• **DESCRIPTION OF THE TASK**:
Retype all of the data word for word, without pictures.

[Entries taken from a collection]
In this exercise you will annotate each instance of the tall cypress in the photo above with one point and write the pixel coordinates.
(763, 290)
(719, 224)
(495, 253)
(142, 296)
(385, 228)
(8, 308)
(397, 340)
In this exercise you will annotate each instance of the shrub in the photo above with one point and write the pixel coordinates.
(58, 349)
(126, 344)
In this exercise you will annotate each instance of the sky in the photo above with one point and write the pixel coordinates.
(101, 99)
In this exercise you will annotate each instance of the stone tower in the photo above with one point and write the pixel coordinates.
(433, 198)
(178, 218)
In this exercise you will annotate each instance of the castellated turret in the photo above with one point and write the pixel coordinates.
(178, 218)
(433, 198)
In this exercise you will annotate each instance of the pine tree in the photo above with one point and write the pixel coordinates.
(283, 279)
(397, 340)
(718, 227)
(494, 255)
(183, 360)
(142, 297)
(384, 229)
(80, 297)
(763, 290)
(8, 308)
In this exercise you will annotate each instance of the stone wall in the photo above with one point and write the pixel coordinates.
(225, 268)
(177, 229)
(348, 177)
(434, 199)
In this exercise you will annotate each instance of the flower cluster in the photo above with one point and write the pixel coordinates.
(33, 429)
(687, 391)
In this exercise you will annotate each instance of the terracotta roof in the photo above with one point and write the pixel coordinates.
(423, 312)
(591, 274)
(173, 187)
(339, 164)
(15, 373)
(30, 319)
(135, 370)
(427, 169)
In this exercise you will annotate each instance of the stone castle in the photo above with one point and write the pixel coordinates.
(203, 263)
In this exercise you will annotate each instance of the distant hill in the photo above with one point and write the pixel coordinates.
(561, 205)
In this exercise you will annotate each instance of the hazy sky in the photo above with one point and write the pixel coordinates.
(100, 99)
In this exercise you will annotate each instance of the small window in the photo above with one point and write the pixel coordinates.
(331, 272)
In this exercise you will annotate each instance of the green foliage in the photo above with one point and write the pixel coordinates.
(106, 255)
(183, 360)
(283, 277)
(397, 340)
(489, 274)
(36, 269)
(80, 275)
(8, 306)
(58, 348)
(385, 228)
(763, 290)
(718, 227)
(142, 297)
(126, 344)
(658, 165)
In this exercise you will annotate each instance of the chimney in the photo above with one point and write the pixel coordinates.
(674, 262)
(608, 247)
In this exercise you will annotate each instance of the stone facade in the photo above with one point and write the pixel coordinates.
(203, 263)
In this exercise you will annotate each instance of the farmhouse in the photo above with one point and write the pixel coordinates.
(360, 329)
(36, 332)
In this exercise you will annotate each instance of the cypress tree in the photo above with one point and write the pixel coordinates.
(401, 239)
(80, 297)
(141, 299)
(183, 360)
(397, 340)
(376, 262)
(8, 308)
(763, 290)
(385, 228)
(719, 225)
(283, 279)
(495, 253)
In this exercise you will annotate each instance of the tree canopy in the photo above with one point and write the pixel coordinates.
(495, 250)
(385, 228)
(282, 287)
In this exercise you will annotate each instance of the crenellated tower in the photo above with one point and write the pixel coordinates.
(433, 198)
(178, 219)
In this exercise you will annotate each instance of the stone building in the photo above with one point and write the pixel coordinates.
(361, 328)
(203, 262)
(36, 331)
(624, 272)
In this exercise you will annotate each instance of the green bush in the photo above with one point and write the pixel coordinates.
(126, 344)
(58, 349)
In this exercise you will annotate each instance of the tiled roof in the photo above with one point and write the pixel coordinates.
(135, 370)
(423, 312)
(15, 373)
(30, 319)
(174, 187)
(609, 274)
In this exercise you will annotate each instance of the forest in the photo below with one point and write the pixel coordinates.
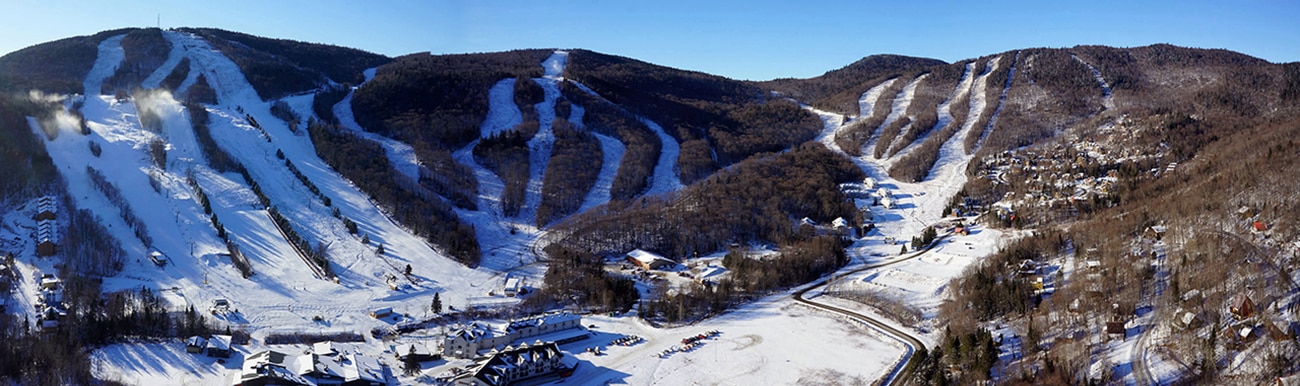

• **EXPECTED OUTPUT**:
In this exercise you will annotate each instance of the tall cypress in the photo above with one point and write the pixel coordinates.
(763, 290)
(719, 224)
(495, 253)
(142, 296)
(385, 228)
(8, 308)
(397, 340)
In this exercise you will annotate each instance of the shrub in the photo above with one point and write the pixel coordinates.
(58, 349)
(126, 344)
In this exercise you will annotate each instance of the sky in the photo above with one point and write the pixel coordinates.
(101, 99)
In this exercise you will annotate each instance of the stone tower in the photo above with one point and write the pixel coordinates.
(433, 198)
(178, 218)
In this exercise you will annotate each instance of the castellated turret in the photo above with one point and write the pixel coordinates.
(178, 218)
(433, 198)
In this exercise you will annotate each instance of the pine tree in the photo above with one point and write the pixel coordinates.
(283, 279)
(397, 340)
(718, 227)
(494, 255)
(183, 360)
(142, 297)
(384, 229)
(80, 297)
(763, 290)
(8, 308)
In this exercise you will annotate each instance of the stone wall in the photo above with one point and write the pixel coordinates.
(225, 268)
(177, 229)
(348, 177)
(434, 199)
In this exercise you will annotate each instance of the flower cluster in the photo above with one point and write the pixel coordinates.
(33, 429)
(687, 391)
In this exercise you will annotate each instance of the terracotta roof in the photo above with one point and write the pixel coordinates.
(423, 312)
(591, 274)
(173, 187)
(339, 164)
(15, 373)
(30, 319)
(135, 370)
(427, 169)
In this exercise you will annotate each instance of the stone castle in the photo above with one point and write the pixel coordinates.
(203, 263)
In this exercise you will annotate each instance of the distant hill in the photo above with one point and write the pixel coordinates.
(561, 205)
In this exercise you will annotate each instance of the hazy sky in the photo above with one point and write the pixel coordinates.
(100, 99)
In this exercise you will annotate each instance of the small window in the photo above with one point and write the pixel coordinates.
(331, 272)
In this exercise you will annotate each instance of the green foliage in the photo above with one point and write the pixel coordinates.
(106, 255)
(183, 360)
(283, 277)
(397, 340)
(489, 274)
(36, 269)
(80, 275)
(8, 306)
(58, 348)
(385, 228)
(763, 290)
(718, 227)
(142, 297)
(126, 344)
(658, 165)
In this exercise you will annotate each instance of the chimney in the photo above with one point and write the pixel coordinates.
(674, 262)
(608, 247)
In this exercise you will annotate each instance of the stone facade in the photo above with one point and write the pixel coordinates.
(203, 263)
In this exercise you will annotate each instance of the farmhouse in the photo above with one point and write the pixel coordinates.
(360, 329)
(36, 332)
In this exercise you will annotate each instance of the cypress tree in the photo above with one point and write the pixel coordinates.
(401, 239)
(80, 297)
(141, 299)
(183, 360)
(397, 340)
(376, 262)
(8, 308)
(763, 290)
(385, 228)
(719, 225)
(283, 279)
(495, 253)
In this exercise you will annotate each instance of the tree canopy in the photo above with one point and write the pixel coordinates.
(495, 250)
(385, 228)
(282, 287)
In this exercise you will annotate each instance of the crenellated tower in the photo above with one point and write the pixel coordinates.
(433, 198)
(178, 219)
In this exercise you will annotate each instance of the stone building in the photo above with one point and write the pixel coordinates.
(361, 328)
(203, 262)
(36, 331)
(624, 272)
In this exercise you will annotate each instance of the green bush in the photo above with one point and write the pixel coordinates.
(126, 344)
(58, 349)
In this exercise you will annotate each instance of the tiled roof in the photo above with one point and write the pixel coordinates.
(135, 370)
(423, 312)
(15, 373)
(30, 319)
(174, 187)
(609, 274)
In this exercise you will annotate each instance of the forest in the photo below with one point and write the pixel coordinates.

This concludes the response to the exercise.